#### PROBLEM DETAILS:
Starting with the line that contains "Where can the arm guard", copy every remaining line of the data below exactly, the last one included.

#### DATA TO EXAMINE:
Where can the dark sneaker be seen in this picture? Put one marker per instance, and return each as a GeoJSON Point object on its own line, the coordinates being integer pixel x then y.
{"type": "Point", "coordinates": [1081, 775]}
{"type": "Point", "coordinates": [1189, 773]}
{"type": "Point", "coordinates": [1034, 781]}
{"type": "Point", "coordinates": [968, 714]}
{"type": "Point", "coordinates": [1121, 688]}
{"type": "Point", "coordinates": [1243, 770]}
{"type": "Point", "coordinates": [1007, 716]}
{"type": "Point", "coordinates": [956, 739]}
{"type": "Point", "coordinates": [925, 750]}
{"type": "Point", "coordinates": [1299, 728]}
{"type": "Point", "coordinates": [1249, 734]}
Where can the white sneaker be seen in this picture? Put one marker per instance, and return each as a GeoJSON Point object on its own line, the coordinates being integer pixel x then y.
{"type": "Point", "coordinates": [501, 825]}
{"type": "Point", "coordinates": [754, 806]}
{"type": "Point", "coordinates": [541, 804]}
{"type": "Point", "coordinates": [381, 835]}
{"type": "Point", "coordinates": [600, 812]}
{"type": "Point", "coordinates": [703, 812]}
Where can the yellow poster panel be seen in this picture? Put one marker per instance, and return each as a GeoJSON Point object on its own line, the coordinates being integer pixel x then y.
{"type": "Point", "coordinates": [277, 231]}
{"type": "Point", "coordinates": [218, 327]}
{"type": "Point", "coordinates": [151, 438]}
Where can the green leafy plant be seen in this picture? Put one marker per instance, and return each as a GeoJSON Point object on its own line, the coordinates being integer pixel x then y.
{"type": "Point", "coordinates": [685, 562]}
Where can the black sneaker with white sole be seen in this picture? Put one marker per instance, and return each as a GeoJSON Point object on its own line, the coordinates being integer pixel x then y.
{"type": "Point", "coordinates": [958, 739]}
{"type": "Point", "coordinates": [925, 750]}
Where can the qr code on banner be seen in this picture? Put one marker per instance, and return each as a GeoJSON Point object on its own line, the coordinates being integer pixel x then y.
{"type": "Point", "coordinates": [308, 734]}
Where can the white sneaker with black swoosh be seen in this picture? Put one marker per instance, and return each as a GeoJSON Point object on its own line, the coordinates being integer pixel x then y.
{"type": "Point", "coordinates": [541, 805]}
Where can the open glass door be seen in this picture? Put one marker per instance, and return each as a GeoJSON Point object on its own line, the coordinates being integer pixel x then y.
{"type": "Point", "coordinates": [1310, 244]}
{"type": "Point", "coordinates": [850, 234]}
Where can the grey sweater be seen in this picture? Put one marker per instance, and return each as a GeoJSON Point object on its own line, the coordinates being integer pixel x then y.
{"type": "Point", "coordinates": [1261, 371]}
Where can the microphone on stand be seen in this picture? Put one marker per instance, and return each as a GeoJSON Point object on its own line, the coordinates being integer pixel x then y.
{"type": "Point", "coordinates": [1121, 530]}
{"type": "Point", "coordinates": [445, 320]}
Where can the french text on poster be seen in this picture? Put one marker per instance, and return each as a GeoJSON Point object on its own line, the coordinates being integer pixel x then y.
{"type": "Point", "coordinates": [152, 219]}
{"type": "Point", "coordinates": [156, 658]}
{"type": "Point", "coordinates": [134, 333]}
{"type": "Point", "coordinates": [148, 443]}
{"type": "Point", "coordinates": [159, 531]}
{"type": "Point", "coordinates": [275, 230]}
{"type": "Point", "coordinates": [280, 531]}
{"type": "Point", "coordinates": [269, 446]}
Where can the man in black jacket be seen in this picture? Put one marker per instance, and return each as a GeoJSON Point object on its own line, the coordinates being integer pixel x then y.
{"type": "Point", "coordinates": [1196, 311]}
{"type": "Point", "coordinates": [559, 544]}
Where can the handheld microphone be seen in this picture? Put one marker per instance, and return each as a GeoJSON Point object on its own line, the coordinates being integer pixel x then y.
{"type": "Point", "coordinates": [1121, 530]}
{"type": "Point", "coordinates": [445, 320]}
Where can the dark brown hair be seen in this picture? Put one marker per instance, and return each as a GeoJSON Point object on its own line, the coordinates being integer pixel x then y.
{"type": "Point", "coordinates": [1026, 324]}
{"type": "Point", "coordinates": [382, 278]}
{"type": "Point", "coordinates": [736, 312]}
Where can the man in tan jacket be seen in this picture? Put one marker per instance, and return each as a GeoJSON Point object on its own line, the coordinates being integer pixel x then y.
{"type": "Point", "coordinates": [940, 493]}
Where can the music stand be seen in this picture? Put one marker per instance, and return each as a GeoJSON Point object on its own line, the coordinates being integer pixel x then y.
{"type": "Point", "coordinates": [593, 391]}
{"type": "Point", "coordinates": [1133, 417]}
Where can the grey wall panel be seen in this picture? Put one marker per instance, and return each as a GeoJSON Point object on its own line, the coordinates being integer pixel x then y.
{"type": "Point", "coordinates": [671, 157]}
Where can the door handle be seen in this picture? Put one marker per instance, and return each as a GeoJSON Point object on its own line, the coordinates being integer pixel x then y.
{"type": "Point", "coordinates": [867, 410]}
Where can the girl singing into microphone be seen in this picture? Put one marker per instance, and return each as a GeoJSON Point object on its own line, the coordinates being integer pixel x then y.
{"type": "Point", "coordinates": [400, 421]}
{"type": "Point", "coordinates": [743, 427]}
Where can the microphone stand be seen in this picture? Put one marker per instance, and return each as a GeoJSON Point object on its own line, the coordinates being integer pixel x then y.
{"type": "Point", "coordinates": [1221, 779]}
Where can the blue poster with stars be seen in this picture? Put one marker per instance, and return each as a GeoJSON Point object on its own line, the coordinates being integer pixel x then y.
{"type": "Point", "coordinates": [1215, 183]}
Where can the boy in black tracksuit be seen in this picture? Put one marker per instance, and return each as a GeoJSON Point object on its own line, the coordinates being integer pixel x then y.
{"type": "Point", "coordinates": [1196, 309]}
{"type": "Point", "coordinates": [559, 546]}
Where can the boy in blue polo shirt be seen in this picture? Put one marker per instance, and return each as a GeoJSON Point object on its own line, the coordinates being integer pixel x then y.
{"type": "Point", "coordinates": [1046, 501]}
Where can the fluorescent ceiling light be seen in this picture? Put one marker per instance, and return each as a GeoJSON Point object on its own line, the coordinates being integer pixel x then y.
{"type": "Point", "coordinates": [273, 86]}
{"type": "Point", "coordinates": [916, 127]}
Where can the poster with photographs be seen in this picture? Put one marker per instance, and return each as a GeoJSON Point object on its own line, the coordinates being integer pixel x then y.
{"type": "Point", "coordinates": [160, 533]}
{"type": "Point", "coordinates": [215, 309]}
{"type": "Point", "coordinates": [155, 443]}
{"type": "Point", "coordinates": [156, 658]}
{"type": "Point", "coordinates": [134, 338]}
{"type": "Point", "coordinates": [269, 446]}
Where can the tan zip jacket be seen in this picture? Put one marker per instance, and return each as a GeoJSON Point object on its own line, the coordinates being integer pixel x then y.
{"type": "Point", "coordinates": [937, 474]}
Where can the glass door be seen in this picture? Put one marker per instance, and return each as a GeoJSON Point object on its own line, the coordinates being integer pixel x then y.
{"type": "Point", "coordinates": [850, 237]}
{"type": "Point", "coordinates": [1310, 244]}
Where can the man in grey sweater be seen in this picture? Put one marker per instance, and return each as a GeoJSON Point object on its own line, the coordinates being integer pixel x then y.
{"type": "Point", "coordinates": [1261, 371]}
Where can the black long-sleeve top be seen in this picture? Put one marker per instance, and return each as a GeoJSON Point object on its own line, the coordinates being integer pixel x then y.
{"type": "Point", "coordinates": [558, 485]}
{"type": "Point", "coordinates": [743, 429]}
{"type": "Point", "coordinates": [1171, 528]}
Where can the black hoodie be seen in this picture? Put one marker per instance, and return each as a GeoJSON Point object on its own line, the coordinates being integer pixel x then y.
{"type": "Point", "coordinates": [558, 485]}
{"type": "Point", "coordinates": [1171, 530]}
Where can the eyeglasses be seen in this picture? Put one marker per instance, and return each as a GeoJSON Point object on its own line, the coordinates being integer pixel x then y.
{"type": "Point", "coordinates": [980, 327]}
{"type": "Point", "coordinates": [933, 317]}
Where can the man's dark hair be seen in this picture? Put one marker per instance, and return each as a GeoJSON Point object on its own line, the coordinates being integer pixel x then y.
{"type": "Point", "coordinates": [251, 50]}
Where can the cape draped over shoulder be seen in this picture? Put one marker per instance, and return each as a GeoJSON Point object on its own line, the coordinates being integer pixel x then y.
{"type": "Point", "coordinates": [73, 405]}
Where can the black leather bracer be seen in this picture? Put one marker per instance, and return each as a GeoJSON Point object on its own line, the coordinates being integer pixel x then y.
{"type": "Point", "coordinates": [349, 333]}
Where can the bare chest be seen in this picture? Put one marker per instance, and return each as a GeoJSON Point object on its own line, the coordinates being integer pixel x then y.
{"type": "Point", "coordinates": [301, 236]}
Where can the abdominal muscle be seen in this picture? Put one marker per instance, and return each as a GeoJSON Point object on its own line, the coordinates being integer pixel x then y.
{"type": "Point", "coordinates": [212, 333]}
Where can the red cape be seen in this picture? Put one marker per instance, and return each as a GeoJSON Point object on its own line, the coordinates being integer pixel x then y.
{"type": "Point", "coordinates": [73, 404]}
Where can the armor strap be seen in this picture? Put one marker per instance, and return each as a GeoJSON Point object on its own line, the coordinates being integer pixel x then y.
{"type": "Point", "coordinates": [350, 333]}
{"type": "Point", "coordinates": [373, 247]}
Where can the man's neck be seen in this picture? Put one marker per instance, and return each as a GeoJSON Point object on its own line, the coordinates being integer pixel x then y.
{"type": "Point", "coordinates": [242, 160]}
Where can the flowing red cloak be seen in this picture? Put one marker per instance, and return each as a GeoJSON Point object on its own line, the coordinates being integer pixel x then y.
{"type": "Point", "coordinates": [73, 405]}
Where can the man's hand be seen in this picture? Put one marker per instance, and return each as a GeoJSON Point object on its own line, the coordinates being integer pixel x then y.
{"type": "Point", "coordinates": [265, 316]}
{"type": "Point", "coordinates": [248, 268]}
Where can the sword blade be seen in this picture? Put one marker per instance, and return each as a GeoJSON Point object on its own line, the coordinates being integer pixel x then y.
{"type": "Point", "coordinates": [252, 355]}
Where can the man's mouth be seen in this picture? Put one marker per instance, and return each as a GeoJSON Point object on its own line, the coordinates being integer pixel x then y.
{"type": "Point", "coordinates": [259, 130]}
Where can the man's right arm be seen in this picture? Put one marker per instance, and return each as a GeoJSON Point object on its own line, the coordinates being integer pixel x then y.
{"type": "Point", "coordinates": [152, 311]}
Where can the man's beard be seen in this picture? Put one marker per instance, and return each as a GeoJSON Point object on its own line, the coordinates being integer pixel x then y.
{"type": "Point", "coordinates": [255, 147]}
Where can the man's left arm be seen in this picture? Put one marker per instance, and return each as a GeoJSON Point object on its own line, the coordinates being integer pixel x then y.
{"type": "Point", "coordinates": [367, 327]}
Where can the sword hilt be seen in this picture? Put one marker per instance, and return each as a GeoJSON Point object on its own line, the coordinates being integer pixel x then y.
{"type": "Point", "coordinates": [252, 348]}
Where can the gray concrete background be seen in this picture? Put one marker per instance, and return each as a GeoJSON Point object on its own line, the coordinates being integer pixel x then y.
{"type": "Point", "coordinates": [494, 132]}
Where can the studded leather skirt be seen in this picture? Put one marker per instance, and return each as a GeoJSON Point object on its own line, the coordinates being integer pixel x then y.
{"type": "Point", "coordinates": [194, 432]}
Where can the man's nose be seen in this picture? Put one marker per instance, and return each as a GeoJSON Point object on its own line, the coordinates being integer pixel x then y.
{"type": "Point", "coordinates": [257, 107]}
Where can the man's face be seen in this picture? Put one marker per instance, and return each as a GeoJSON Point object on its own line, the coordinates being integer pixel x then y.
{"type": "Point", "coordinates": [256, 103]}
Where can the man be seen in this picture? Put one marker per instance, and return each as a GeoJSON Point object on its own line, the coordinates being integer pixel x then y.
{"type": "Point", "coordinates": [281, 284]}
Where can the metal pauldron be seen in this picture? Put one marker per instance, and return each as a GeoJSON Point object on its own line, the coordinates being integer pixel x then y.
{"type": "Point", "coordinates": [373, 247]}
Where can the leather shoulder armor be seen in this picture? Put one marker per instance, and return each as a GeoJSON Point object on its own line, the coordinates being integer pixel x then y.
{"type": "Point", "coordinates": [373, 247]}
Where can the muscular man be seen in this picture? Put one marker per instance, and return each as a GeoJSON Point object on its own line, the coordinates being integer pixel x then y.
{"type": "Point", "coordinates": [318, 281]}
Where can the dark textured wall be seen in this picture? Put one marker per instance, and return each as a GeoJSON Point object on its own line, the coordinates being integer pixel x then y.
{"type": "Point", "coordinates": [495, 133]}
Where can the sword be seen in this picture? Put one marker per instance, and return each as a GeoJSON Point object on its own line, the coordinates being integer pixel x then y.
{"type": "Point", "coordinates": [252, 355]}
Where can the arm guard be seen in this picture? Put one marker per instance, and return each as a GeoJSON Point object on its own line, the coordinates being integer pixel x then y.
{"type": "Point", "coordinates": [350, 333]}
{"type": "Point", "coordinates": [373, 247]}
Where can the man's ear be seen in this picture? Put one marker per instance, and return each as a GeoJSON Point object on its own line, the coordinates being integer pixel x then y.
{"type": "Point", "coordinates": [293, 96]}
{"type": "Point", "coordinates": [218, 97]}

#### EXERCISE ANSWER:
Where can the arm guard be seen in this picture? Put one marker per instance, and return each as a GeoJSON Point object on its own line, the coordinates being integer pixel x then y.
{"type": "Point", "coordinates": [350, 333]}
{"type": "Point", "coordinates": [373, 247]}
Where can the man's ear be seen in this picture? Put one marker per instance, and return each as a GeoJSON Point object on its own line, the coordinates being integer pixel x then y.
{"type": "Point", "coordinates": [293, 96]}
{"type": "Point", "coordinates": [218, 97]}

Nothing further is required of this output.